### Task statement
Quote exactly, and only, the lines from the one with "segment the hoverfly" through the end of the listing.

### Task input
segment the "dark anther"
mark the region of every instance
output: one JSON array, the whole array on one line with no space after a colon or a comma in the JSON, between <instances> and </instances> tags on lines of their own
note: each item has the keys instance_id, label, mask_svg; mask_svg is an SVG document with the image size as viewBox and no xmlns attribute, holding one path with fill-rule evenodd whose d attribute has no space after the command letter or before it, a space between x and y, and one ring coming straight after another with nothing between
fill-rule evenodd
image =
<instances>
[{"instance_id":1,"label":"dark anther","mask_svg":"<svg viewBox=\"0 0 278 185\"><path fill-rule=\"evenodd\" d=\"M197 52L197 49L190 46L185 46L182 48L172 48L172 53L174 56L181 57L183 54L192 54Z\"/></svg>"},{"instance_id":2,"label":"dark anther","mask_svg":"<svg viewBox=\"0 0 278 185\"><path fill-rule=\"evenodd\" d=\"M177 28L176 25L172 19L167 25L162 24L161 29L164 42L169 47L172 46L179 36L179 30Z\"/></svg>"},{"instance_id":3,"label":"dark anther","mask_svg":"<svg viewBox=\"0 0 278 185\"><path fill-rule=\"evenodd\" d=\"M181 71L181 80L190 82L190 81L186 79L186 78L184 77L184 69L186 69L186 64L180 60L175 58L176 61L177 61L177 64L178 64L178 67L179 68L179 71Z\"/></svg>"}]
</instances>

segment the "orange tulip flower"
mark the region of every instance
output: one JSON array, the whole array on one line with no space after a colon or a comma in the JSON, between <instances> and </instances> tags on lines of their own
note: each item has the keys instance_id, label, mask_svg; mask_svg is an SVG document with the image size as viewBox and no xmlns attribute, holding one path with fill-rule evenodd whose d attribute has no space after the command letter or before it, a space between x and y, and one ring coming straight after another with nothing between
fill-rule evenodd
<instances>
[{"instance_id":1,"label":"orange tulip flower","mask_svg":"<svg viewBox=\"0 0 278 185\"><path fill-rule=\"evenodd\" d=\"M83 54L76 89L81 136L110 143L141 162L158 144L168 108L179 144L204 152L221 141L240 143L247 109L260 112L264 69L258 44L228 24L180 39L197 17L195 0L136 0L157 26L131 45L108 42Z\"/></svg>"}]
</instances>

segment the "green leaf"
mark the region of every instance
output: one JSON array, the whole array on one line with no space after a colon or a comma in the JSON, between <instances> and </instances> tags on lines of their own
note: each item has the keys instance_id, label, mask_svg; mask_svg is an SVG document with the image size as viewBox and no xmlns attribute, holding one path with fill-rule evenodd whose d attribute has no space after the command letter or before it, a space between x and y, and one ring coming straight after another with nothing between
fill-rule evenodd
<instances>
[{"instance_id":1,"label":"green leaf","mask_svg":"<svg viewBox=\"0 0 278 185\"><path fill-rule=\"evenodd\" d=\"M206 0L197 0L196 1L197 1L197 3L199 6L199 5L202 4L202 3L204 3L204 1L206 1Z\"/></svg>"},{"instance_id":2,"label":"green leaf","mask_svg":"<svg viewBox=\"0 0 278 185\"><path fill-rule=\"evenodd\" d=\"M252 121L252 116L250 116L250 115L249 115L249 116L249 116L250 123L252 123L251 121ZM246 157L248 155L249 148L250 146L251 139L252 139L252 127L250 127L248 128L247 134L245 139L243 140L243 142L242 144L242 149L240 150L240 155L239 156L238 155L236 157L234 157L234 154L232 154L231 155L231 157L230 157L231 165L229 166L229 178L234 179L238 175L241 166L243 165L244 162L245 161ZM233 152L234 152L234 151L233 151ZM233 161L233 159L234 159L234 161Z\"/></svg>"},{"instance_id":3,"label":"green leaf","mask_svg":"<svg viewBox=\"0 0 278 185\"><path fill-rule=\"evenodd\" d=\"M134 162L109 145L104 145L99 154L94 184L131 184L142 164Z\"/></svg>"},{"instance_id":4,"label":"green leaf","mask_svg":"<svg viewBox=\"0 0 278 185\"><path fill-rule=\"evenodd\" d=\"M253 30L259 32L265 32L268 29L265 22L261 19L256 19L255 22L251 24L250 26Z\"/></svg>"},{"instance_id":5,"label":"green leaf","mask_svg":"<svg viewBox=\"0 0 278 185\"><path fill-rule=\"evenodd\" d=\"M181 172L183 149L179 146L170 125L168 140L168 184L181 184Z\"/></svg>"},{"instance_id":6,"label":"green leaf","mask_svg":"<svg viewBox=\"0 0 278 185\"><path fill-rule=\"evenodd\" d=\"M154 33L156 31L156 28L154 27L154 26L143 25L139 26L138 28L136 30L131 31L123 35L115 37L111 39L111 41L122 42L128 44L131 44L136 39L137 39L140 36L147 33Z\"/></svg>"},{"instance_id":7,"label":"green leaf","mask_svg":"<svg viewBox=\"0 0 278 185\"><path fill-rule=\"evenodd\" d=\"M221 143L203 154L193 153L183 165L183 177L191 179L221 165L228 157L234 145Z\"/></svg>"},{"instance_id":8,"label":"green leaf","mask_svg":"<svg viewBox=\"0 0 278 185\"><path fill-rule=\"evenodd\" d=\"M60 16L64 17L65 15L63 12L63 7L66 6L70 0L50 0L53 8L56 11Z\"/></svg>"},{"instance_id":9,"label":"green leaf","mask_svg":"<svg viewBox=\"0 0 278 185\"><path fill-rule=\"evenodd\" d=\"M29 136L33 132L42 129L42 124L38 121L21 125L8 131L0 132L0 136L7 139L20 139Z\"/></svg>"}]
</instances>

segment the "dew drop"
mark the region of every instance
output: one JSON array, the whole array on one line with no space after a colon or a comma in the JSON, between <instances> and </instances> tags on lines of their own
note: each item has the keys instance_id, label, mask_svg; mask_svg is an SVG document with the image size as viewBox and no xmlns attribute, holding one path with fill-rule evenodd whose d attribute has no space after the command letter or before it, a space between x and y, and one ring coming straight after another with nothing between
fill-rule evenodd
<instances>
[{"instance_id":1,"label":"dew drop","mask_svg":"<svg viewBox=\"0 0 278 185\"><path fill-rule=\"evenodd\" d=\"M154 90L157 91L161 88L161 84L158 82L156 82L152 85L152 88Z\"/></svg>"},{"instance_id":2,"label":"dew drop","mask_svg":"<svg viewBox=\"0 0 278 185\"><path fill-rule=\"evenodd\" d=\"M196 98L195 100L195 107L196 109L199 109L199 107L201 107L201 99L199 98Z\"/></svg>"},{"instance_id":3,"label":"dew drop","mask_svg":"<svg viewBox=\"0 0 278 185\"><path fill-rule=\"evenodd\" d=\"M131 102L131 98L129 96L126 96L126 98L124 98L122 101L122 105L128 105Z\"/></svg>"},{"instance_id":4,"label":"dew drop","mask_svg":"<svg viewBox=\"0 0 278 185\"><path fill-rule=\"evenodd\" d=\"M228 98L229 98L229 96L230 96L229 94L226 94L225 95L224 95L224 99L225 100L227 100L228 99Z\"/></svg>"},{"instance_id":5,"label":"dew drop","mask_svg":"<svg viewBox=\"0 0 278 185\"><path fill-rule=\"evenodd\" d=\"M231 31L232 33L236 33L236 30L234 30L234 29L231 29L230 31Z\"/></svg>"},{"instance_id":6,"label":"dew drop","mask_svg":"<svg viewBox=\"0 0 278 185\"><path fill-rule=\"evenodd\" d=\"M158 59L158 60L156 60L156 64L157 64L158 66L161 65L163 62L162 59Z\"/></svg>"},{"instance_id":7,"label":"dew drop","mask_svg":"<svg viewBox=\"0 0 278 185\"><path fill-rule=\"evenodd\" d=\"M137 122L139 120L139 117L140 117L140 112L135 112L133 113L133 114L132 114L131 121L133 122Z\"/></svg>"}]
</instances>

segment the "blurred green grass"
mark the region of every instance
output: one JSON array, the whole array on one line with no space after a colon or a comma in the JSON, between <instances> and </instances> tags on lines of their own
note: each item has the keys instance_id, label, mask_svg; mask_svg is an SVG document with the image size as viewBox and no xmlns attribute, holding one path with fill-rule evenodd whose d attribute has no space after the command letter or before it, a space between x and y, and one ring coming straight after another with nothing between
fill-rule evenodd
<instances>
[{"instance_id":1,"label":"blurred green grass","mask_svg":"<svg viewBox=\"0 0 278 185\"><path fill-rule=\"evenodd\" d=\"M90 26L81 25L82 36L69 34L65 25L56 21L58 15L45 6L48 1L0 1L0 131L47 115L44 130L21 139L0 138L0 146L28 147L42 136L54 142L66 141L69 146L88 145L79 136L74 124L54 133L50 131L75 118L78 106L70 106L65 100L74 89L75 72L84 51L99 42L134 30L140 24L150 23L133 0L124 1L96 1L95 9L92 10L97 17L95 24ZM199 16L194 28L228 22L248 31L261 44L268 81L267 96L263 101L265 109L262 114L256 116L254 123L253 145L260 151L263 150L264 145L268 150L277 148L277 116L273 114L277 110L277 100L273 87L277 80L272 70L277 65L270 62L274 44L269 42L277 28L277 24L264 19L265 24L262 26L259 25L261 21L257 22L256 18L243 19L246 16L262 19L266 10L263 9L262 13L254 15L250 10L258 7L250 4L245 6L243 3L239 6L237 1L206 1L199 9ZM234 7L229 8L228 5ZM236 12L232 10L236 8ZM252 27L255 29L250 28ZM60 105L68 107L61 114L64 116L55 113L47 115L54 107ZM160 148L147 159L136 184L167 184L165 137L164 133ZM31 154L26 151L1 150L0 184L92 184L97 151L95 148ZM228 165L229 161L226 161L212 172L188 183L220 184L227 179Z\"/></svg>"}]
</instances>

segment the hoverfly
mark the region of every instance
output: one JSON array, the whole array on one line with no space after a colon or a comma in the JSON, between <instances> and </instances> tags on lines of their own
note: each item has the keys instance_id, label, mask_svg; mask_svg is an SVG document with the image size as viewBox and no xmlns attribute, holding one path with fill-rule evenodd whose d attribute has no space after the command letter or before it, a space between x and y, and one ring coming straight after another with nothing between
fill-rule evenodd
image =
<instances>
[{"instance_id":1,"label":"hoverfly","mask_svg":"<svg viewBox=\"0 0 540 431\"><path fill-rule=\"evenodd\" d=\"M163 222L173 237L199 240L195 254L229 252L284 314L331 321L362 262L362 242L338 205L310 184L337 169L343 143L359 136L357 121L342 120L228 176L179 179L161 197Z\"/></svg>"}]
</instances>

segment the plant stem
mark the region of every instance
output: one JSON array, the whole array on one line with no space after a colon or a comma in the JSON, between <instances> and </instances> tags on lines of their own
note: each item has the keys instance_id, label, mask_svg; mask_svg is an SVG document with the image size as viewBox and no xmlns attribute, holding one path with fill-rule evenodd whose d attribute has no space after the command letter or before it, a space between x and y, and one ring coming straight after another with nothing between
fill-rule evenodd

### The completed task
segment the hoverfly
mark the region of every instance
output: one JSON array, the whole array on one line with no space after a colon or a comma in the JSON, between <instances> and </instances> tags on lines of their own
note: each item has the keys instance_id, label, mask_svg; mask_svg is an SVG document with the image size as viewBox and no xmlns attribute, holding one path with fill-rule evenodd whose d attribute has no space after the command letter or before it, a space between x and y, and one ring coming straight after another with nothing between
fill-rule evenodd
image =
<instances>
[{"instance_id":1,"label":"hoverfly","mask_svg":"<svg viewBox=\"0 0 540 431\"><path fill-rule=\"evenodd\" d=\"M163 222L173 237L199 240L195 254L229 252L284 314L331 321L362 262L362 242L338 205L310 184L337 169L343 143L359 136L357 121L342 120L228 176L179 179L161 197Z\"/></svg>"}]
</instances>

segment the plant stem
mark the region of every instance
output: one JSON array, the whole array on one line with no space after a colon or a comma in the JSON, between <instances> and </instances> tags on lines of their own
note: each item has the keys instance_id, label, mask_svg; mask_svg is an SVG document with the image size as viewBox and no xmlns attribute, holding one path with fill-rule evenodd whose d attribute has no space after the command letter or before it, a space between x and y, and one ring coming straight after another with nothing between
fill-rule evenodd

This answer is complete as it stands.